→ Extrait

----------------------------------------

Paris Match || Mis à jour le
L’acteur devient chanteur le temps d’un album composé par son fils. Le temps aussi de nous en parler en exclusivité.
Paris Match. Cette collaboration, c’était une évidence ?
Manu Lanvin. Lors d’un anniversaire où nous étions l’an passé, Gérard parlait avec ces formules que je connais tant, de faits de société et de politique. Ce soir-là, je me suis dit qu’il faudrait qu’il soit écouté ou lu par le plus grand nombre. Je sais qu’il écrit beaucoup. Alors j’ai composé dix titres en une soirée, je l’ai appelé et je lui ai dit : « Tu vas sortir tous tes carnets de notes et on va les mettre en musique ». Le format chanson a cette contrainte d’être concis mais l’avantage d’avoir le contrôle de ce qu’on y dit. Plusieurs fois, sur des plateaux de télé, il s’est chauffé sur les politiques…
Gérard Lanvin. Je suis un bon client, comme on dit.

----------------------------------------

→ Consigne A
Selon l'extrait, combien de titres Manu Lanvin a-t-il composés en une soirée ?
→ Consigne B
Qui sont les interlocuteurs qui prennent la parole dans l'extrait ? Donnez-les tous.
→ Consigne C
Recopiez l'extrait en commençant à « Paris Match || » et en terminant à « comme on dit. ».

→ Données fournies
----------------------------------------

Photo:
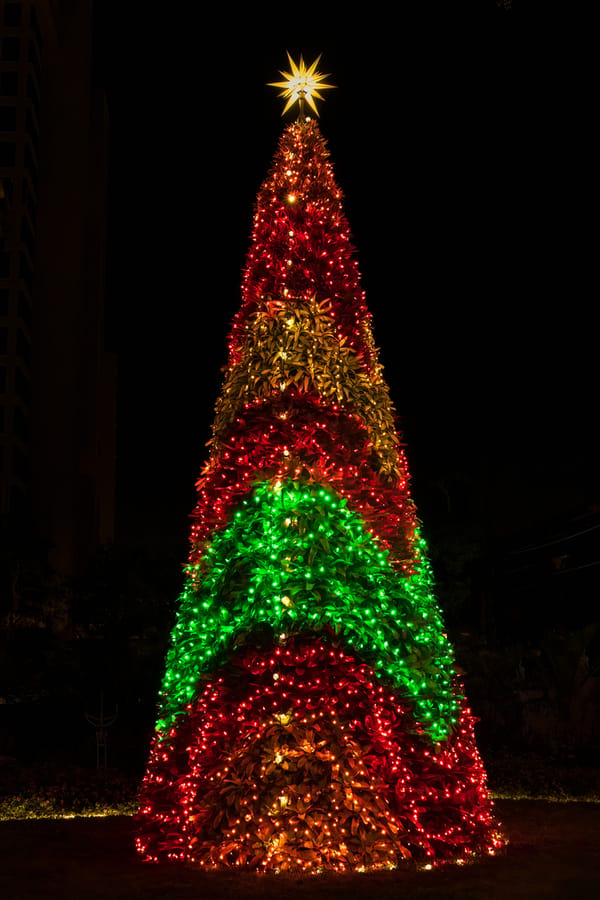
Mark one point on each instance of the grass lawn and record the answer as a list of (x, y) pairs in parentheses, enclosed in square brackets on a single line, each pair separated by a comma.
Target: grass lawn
[(554, 852)]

----------------------------------------

→ Corrigé A
Dix titres.

→ Corrigé B
Paris Match, Manu Lanvin et Gérard Lanvin.

→ Corrigé C
Paris Match || Mis à jour le
L’acteur devient chanteur le temps d’un album composé par son fils. Le temps aussi de nous en parler en exclusivité.
Paris Match. Cette collaboration, c’était une évidence ?
Manu Lanvin. Lors d’un anniversaire où nous étions l’an passé, Gérard parlait avec ces formules que je connais tant, de faits de société et de politique. Ce soir-là, je me suis dit qu’il faudrait qu’il soit écouté ou lu par le plus grand nombre. Je sais qu’il écrit beaucoup. Alors j’ai composé dix titres en une soirée, je l’ai appelé et je lui ai dit : « Tu vas sortir tous tes carnets de notes et on va les mettre en musique ». Le format chanson a cette contrainte d’être concis mais l’avantage d’avoir le contrôle de ce qu’on y dit. Plusieurs fois, sur des plateaux de télé, il s’est chauffé sur les politiques…
Gérard Lanvin. Je suis un bon client, comme on dit.